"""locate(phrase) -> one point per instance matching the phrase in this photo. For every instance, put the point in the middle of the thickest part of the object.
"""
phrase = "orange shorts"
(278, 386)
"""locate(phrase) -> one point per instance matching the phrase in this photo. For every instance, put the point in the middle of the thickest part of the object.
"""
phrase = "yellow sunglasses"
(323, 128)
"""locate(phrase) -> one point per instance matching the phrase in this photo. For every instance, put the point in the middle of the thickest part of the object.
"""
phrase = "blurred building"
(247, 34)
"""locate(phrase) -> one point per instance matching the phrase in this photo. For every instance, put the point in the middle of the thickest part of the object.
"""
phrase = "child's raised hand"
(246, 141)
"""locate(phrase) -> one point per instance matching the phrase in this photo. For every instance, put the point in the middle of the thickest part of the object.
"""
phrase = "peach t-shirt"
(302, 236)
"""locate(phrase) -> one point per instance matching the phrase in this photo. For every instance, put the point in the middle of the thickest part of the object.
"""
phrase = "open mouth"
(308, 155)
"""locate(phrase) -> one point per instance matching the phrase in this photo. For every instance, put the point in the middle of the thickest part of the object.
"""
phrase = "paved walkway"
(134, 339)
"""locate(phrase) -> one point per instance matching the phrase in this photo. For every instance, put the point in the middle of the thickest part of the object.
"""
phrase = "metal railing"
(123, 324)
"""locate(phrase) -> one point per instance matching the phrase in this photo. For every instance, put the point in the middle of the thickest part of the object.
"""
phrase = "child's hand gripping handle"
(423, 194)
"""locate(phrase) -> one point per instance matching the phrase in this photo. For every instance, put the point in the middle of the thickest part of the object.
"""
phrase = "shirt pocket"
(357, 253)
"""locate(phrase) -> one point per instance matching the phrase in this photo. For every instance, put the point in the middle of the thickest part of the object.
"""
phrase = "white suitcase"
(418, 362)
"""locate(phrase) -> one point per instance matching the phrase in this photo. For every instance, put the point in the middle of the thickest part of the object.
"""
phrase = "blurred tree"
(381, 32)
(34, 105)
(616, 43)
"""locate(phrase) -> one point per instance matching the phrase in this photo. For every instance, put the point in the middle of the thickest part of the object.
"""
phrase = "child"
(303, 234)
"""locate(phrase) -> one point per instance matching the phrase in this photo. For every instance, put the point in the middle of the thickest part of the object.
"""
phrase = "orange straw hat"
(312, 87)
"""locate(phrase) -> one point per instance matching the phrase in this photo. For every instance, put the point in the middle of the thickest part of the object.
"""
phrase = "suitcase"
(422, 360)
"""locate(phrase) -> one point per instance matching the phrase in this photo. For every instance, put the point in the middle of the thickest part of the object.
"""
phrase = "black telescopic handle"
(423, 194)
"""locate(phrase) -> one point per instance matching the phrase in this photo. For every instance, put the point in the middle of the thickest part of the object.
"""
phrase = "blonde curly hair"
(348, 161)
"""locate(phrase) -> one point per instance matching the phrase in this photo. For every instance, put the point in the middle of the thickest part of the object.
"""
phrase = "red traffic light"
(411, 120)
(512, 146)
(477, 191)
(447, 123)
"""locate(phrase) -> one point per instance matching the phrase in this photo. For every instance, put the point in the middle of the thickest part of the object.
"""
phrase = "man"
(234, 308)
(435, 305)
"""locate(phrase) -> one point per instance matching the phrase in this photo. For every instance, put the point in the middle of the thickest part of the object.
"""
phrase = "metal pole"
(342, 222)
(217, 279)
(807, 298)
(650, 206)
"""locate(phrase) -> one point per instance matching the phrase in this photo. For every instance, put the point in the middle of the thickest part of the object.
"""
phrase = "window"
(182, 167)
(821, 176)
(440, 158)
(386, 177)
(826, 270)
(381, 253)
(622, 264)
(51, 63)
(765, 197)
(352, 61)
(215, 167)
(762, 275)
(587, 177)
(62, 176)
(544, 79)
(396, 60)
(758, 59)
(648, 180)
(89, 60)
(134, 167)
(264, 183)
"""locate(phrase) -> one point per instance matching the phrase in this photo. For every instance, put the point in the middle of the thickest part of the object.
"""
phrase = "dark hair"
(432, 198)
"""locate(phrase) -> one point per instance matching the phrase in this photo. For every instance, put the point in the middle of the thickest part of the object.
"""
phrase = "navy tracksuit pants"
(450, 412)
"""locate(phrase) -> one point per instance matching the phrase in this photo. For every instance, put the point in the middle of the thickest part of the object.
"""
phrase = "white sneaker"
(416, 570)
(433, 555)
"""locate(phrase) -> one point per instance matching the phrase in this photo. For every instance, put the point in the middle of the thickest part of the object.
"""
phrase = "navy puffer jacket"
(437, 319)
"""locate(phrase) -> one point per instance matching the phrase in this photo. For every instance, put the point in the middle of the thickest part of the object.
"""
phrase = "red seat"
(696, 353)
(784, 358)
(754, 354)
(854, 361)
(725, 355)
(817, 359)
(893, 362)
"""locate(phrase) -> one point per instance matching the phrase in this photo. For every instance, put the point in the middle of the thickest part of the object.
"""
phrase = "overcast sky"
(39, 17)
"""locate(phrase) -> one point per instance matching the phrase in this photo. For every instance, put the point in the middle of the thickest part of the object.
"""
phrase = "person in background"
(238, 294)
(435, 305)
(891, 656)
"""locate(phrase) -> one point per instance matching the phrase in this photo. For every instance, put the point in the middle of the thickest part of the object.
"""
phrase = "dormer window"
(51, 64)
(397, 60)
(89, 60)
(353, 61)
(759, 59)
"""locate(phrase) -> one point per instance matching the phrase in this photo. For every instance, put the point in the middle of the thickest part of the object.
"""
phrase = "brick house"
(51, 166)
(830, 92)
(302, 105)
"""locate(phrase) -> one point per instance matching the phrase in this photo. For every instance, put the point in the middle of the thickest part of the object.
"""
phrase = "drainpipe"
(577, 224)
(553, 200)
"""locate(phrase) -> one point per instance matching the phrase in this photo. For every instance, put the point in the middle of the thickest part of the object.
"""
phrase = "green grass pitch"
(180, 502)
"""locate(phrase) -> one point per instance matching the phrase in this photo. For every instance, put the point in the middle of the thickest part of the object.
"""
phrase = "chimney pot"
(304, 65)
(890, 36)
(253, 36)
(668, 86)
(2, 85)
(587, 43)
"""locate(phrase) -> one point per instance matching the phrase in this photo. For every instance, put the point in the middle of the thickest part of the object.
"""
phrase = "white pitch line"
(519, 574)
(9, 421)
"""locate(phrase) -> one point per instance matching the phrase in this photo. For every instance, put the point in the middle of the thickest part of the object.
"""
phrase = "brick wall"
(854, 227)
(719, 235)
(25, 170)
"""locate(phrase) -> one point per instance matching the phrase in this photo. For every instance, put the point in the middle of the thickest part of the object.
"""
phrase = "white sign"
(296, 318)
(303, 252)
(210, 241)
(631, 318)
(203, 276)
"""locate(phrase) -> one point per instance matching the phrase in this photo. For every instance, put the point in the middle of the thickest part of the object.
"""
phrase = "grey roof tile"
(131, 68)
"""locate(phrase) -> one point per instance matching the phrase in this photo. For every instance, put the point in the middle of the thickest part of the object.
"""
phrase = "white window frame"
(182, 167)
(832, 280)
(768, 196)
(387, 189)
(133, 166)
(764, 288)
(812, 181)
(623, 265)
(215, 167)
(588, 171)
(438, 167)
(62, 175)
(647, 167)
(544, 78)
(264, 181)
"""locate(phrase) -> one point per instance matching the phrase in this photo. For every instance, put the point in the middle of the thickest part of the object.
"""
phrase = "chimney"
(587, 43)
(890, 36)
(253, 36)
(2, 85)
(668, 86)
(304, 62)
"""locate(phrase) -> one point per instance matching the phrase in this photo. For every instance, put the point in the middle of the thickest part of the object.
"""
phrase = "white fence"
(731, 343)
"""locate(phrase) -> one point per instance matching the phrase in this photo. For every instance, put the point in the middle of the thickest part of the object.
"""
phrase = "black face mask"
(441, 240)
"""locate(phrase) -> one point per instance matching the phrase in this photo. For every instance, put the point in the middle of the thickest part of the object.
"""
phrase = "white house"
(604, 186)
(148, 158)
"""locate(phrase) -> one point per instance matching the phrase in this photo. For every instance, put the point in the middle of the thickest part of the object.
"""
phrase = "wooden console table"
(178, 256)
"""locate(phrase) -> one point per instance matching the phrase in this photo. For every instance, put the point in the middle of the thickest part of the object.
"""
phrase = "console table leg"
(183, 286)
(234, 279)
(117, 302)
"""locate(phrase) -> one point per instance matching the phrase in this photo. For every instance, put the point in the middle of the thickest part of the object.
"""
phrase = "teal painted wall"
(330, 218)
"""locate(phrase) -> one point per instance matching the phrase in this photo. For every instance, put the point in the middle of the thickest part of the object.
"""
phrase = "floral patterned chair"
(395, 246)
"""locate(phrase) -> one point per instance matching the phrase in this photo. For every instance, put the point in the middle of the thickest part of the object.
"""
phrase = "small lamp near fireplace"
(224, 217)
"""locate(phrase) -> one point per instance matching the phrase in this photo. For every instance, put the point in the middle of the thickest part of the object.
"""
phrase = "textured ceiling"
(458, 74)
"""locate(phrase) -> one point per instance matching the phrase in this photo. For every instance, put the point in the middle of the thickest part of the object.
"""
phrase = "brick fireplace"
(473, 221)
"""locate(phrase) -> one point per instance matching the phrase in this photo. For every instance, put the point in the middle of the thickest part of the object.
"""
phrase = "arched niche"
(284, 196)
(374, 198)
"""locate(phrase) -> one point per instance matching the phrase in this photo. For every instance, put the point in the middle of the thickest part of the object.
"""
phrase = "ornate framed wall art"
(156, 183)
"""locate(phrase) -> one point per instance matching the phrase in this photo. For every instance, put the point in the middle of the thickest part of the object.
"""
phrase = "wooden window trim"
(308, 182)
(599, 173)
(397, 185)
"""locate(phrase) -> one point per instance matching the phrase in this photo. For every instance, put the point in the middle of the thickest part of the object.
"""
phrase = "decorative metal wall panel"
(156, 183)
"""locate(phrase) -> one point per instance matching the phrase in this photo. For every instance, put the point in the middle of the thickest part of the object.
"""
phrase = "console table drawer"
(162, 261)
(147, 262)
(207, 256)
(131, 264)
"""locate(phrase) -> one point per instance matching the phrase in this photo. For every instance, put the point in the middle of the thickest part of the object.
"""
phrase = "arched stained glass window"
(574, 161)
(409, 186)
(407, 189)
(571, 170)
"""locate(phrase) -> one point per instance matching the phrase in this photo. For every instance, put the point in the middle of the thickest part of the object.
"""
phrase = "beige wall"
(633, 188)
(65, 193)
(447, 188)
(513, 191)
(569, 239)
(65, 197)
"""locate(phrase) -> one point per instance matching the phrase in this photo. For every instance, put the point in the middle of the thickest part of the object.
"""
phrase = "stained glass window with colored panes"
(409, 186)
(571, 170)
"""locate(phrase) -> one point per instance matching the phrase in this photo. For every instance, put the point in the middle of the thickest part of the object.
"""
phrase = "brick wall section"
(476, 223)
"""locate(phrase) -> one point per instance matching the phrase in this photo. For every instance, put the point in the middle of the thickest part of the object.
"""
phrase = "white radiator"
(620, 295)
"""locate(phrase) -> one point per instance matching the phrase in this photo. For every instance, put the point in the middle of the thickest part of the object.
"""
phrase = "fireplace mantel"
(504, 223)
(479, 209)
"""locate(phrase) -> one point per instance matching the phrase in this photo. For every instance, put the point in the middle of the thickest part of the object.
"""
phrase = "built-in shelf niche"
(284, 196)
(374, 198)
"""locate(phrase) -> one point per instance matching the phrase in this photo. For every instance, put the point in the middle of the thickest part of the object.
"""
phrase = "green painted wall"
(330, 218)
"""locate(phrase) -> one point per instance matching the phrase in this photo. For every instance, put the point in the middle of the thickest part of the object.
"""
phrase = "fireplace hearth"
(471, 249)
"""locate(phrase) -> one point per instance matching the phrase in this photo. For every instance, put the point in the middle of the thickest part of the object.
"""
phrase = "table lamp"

══════

How many of the lines above contain the word "pitch"? Reply with the number alone.

2